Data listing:
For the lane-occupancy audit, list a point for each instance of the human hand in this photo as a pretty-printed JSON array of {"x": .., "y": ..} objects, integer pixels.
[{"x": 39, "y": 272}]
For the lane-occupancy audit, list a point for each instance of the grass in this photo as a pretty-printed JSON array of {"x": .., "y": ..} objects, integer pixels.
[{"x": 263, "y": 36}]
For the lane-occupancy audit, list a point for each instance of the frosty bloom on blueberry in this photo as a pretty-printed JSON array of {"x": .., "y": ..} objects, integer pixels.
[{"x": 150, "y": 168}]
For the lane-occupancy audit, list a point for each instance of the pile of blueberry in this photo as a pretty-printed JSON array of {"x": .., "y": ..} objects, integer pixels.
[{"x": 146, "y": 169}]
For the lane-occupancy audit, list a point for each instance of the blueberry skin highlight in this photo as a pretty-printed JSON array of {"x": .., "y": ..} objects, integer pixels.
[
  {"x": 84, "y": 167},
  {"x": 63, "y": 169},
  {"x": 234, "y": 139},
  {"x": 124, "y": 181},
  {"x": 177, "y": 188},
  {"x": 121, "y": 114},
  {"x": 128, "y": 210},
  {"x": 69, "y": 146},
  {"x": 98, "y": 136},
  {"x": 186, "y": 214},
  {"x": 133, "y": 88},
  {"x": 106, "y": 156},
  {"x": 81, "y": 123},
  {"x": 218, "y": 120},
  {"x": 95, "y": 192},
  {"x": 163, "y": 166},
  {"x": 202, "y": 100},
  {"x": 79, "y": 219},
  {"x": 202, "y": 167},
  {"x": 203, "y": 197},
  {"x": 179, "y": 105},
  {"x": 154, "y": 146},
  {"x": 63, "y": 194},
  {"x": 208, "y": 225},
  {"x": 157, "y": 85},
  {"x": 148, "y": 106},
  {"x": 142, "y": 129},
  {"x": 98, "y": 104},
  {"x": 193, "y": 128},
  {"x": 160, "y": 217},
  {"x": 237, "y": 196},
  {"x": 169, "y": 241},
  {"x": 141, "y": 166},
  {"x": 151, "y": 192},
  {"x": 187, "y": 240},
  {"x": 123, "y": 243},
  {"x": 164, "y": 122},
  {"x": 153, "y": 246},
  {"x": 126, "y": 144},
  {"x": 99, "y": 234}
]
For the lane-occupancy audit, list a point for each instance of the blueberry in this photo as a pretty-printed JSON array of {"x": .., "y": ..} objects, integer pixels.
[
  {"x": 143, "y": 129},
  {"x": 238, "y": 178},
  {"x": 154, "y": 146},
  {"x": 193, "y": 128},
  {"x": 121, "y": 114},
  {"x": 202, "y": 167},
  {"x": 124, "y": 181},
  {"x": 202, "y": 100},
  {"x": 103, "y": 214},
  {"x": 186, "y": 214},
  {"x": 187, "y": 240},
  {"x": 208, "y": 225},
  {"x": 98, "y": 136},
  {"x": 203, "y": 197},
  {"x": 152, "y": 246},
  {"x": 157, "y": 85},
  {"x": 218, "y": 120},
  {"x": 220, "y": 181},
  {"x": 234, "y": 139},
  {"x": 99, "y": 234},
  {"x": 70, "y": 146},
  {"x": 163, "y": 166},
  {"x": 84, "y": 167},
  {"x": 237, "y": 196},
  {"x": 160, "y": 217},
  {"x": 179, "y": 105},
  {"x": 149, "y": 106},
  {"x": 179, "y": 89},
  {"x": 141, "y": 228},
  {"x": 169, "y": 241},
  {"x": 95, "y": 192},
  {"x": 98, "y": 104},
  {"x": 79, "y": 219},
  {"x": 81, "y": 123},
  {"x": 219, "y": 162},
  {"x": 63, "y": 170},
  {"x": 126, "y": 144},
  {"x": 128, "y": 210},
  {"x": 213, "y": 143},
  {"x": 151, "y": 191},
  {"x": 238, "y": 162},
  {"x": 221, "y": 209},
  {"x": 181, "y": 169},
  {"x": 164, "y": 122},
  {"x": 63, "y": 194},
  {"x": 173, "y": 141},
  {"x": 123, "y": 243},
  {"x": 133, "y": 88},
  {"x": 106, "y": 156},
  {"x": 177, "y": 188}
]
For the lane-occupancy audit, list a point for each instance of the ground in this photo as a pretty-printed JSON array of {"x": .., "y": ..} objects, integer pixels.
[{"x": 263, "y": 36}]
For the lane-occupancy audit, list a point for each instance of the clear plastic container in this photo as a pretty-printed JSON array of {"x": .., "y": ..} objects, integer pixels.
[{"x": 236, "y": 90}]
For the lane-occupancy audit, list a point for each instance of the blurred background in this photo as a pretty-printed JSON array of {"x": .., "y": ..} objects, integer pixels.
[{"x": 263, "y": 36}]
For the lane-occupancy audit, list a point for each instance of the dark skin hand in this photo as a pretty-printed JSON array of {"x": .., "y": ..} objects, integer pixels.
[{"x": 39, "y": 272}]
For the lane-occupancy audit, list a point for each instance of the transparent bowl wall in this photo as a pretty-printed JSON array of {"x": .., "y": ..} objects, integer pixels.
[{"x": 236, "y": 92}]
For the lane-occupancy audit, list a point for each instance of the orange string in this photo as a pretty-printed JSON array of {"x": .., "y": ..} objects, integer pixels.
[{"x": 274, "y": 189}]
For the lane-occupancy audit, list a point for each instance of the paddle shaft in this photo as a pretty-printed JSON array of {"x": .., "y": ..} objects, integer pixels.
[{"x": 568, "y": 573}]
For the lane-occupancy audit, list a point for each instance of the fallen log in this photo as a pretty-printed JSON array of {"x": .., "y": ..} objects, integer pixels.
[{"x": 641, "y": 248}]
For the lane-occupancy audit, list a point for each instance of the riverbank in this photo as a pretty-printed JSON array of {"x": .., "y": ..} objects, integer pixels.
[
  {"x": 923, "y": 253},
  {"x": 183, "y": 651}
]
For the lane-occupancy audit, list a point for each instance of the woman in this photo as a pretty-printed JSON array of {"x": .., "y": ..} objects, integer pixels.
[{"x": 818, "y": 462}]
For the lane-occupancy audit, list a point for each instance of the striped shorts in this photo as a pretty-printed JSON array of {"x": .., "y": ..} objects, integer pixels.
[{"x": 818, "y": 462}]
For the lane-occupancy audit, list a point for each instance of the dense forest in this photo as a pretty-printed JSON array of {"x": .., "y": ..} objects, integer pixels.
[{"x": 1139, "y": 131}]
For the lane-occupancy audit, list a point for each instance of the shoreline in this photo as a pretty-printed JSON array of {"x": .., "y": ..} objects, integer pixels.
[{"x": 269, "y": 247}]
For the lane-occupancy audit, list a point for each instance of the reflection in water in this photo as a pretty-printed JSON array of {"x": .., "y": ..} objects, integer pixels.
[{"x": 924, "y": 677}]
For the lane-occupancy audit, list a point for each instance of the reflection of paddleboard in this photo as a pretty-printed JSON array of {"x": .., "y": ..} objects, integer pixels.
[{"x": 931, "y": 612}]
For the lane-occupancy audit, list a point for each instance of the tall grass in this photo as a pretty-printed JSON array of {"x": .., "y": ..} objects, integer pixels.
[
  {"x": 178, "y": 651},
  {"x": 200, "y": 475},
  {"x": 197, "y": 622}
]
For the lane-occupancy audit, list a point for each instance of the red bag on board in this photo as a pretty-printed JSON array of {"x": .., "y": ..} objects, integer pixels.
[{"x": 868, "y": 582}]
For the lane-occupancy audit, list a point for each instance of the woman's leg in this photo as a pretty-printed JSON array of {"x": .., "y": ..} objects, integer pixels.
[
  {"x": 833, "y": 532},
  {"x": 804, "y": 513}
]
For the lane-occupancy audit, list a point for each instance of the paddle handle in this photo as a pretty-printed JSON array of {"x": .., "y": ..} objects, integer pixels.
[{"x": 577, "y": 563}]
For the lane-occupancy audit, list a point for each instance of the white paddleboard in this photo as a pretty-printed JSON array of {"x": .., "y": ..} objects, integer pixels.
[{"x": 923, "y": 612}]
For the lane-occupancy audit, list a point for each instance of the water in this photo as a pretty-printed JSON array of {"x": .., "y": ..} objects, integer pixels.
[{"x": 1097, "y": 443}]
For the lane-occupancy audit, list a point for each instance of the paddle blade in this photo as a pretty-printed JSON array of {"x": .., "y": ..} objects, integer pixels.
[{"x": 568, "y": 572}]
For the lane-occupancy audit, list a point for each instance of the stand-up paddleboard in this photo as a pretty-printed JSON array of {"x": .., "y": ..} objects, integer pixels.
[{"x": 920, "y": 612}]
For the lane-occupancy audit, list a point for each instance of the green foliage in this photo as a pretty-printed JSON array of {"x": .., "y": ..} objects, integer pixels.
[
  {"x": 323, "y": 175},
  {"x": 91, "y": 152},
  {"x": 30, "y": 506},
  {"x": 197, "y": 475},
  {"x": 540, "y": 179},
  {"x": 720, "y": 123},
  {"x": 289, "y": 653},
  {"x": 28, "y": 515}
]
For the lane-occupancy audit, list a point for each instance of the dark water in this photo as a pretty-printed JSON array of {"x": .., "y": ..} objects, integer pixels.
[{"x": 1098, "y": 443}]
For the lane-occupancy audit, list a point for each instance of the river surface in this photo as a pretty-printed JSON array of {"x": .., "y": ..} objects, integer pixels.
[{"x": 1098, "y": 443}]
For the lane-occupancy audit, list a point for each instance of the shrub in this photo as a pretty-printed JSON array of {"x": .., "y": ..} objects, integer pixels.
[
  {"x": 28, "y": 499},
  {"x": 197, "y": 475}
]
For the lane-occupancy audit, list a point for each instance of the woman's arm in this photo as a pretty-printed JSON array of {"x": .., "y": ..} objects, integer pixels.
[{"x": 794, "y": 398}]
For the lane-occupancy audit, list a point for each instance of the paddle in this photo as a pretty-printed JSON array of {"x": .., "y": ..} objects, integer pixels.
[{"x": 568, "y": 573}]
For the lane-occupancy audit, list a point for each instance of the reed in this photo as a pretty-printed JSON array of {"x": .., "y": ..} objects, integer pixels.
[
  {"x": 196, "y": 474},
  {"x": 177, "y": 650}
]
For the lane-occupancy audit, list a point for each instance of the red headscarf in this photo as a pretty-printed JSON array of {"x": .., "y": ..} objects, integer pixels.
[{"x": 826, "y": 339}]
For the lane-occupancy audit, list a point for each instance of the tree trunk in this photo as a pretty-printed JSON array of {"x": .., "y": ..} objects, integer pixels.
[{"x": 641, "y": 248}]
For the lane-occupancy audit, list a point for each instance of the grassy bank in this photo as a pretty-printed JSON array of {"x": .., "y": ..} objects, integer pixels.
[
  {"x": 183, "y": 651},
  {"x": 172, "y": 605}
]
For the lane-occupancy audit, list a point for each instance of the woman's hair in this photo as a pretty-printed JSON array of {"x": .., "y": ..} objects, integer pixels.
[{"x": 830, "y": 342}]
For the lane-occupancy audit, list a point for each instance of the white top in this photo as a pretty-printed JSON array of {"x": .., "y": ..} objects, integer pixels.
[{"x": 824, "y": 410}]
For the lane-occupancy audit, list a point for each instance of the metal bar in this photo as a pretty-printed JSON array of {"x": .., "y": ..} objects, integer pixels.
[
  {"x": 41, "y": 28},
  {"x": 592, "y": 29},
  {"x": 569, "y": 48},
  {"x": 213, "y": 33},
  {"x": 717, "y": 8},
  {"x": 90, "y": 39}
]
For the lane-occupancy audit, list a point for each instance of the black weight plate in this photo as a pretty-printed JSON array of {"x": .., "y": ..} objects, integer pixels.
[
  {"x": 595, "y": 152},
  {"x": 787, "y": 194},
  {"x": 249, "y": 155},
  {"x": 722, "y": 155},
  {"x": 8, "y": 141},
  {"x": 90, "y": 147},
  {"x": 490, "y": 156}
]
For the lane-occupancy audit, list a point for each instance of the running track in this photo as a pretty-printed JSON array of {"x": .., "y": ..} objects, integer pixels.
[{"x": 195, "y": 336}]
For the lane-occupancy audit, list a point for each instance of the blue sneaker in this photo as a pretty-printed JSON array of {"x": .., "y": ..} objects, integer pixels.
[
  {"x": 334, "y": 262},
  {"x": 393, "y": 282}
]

--- What you need to do ---
Look above for the line containing "of the black", then transcribe it and all lines after it through the last, exactly and with nothing else.

--- Written response ---
For the lane-occupancy audit, list a point for each instance of the black weight plate in this photo as a pretty-printed JSON array of {"x": .., "y": ..} objects, integer pixels.
[
  {"x": 595, "y": 152},
  {"x": 787, "y": 194},
  {"x": 249, "y": 155},
  {"x": 722, "y": 155},
  {"x": 8, "y": 141},
  {"x": 90, "y": 147},
  {"x": 490, "y": 156}
]
For the lane-occupancy audit, list a point for each instance of the running track in this photo as a pretty-printed JSON array of {"x": .., "y": ..} objects, integer pixels.
[{"x": 195, "y": 336}]
For the lane-occupancy audit, list a point for each instance of the blue sneaker in this photo as a pretty-printed JSON array of {"x": .., "y": ..} objects, integer pixels.
[
  {"x": 334, "y": 262},
  {"x": 393, "y": 282}
]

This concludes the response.